* [Quoted passage]:
....................

0

I wrote the following code in order to understand setjmp and longjmp functions but I think the issue is unrelated to those functions. I am expecting the output to be:

function1
function2
function2

but I keep getting:

function1
function2
function1

as the out put. Code:

#include <stdio.h>
#include <setjmp.h>
#include <stdlib.h>

void f1(char * a);
void f2(char * a);

jmp_buf buf1;

int main(int argc, char *argv[])
{
   char * w;
   f1( w);
   return 0;
}

void f1(char * a)
{
   a = "funtion 1";
   printf("%s\n",a);

   int i = setjmp( buf1 );
   if( i == 0 )
      f2( a );

   printf("%s\n", a);

}

void f2(char * a)
{
   a = "function 2";
   printf("%s\n",a);
   longjmp( buf1 , 2 );
}

What am I doing wrong here ? Thanks for any help.

Jenna Maiz
  • 792
  • 4
  • 17
  • 38
  • What you did wrong was to overwrite `char *a`. – Paul Ogilvie Mar 18 '16 at 16:36
  • 1
    `int i = setjmp( buf1 );` you cannot use the "return value" from setjmp() in an assignment (in this case the initialiser is an assignment), only to test it in a if or switch condition (maybe even while/do/for) – joop Mar 18 '16 at 17:53
  • See for instance http://stackoverflow.com/q/12204143/2235885 – joop Mar 18 '16 at 18:08

1 Answers1

3

There is no pass by reference in it's only pass by value. However, you can pass a pointer to the pointer in main(), like this

int main(int argc, char *argv[])
{
   char *w;
   f1(&w);
   return 0;
}

void f1(char **a)
{
   *a = "funtion 1";
   printf("%s\n", *a);

   int i = setjmp( buf1 );
   if (i == 0)
      f2(a);
   printf("%s\n", *a);

}

void f2(char **a)
{
   *a = "function 2";
   printf("%s\n", *a);
   longjmp(buf1 , 2);
}

NOTE: Be very careful with this, you are assigning a string literal and you shall not attempt to modify it.

Iharob Al Asimi
  • 52,653
  • 6
  • 59
  • 97

....................

* [Data]:
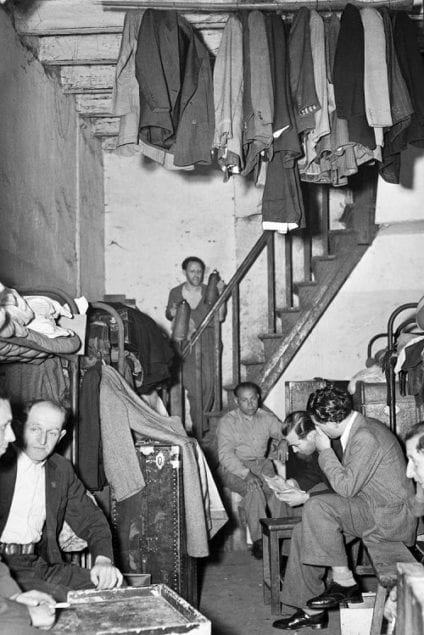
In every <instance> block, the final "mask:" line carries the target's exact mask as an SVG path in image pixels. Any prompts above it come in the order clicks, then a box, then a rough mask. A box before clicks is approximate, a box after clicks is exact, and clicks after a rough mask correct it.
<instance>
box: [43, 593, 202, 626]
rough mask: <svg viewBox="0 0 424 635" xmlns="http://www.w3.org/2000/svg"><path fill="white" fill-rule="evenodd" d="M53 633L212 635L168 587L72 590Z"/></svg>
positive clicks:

....................

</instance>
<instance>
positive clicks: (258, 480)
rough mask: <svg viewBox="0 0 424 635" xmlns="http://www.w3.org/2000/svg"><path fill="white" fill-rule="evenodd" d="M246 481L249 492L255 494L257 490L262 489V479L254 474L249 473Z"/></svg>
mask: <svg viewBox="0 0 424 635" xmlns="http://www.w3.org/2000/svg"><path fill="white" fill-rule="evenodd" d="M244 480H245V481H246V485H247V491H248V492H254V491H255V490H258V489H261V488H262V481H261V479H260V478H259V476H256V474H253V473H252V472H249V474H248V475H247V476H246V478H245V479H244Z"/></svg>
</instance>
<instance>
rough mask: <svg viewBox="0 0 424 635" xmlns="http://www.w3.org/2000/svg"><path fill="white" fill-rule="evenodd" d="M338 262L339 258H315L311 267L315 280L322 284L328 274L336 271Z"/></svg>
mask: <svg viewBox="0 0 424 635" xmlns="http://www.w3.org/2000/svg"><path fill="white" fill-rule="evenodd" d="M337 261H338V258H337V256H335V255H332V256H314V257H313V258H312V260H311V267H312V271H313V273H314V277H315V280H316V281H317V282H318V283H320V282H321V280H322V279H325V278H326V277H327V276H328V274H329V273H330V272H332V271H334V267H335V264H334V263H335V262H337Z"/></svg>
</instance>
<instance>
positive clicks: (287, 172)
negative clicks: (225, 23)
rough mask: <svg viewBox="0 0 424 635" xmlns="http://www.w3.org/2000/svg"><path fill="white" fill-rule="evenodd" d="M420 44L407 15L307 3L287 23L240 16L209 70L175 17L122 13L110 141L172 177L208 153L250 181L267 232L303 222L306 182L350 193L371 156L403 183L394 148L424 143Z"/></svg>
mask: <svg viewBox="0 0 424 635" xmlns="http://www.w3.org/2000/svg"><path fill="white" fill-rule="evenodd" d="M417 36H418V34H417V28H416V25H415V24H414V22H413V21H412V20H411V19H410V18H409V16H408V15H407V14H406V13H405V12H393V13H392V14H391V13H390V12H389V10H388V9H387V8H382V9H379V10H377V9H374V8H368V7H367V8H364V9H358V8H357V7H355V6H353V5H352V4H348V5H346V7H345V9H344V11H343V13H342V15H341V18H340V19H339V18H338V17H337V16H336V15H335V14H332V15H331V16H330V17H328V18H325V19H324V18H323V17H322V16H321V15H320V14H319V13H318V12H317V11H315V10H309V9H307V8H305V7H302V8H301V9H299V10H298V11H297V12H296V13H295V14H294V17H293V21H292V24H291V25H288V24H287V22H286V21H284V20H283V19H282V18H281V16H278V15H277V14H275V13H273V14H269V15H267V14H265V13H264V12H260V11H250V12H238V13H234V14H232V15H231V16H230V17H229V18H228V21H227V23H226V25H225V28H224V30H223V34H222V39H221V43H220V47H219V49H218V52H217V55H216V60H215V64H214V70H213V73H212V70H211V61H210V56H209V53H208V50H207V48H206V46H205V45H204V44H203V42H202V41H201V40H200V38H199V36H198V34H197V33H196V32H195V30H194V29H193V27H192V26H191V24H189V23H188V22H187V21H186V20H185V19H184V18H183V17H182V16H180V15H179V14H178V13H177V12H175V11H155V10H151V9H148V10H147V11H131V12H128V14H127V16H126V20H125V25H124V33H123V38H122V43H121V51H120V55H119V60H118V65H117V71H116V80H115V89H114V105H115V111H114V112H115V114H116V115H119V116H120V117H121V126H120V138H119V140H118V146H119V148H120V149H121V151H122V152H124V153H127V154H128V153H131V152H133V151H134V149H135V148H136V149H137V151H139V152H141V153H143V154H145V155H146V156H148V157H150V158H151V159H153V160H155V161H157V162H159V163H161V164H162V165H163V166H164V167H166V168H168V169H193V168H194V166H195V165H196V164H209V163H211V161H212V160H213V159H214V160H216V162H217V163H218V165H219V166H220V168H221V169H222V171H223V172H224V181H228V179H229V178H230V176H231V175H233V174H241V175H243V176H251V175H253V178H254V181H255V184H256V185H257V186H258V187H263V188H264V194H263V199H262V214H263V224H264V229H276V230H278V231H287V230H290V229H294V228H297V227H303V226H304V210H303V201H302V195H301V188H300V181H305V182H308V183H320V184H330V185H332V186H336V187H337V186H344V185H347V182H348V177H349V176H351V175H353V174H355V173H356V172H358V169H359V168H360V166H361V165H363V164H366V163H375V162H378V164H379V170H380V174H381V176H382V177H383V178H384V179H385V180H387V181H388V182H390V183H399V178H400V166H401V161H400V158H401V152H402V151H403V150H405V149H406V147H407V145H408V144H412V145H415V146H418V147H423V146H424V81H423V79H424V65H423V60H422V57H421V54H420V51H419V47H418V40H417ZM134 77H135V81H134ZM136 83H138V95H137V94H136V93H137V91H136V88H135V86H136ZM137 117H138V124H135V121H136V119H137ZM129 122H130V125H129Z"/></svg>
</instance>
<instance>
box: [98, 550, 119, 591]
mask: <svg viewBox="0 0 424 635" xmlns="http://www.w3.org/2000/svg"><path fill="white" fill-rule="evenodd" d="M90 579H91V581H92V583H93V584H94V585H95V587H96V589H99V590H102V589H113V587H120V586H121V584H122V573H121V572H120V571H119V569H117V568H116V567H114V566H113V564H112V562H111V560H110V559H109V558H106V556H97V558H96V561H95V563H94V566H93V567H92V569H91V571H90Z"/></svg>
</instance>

....................

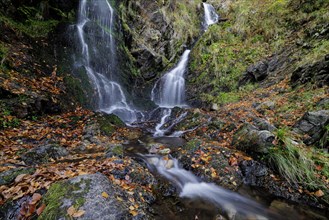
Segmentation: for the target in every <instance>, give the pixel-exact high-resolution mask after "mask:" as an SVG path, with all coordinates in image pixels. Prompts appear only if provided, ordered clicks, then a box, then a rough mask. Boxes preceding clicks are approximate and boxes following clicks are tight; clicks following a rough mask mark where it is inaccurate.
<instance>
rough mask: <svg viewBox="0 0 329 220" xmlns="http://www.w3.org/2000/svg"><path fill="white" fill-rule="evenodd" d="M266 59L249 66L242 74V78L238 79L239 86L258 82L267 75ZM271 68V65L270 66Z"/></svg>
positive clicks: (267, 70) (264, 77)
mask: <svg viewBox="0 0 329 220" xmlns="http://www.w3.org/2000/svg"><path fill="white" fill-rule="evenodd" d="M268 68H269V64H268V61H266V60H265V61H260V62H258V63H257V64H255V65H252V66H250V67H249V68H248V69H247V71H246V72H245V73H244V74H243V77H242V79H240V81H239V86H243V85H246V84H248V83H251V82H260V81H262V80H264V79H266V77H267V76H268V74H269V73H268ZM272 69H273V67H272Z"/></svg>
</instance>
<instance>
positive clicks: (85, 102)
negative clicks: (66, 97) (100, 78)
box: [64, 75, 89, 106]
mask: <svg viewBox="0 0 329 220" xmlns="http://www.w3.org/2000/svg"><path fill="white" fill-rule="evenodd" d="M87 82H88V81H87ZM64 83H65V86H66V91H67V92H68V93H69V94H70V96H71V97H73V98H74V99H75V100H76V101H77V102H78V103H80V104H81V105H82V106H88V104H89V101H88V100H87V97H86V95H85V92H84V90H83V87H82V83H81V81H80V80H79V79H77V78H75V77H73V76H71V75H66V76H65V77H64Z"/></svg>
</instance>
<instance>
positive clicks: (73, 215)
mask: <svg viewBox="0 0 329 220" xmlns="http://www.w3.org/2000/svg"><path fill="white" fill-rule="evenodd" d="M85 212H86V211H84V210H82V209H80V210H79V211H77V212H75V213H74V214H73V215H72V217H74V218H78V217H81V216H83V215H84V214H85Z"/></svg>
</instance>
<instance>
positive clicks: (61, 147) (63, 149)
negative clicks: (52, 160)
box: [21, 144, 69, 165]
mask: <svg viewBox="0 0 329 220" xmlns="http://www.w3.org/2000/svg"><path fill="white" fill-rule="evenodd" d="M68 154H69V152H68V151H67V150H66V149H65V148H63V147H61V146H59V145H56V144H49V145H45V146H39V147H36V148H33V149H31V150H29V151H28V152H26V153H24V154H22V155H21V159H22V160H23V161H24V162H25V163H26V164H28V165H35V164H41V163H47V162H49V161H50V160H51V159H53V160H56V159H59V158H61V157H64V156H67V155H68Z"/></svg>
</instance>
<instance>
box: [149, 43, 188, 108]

....................

* [Actions to take]:
(1) Answer these about the forum thread on setjmp and longjmp:
(a) What value does f2 pass as the second argument to longjmp?
(b) In joop's first comment, where may the return value of setjmp be used?
(c) What does the NOTE in the answer warn against?
(2) List every header file included in the question's code in the forum thread on setjmp and longjmp.
The lines in the three blocks are separate material and do not belong to the forum thread on setjmp and longjmp.

* [Answers for this exercise]:
(1)
(a) 2
(b) Only to test it in an if or switch condition, and maybe also in a while, do or for condition.
(c) Attempting to modify the string literal being assigned.

(2) stdio.h, setjmp.h, stdlib.h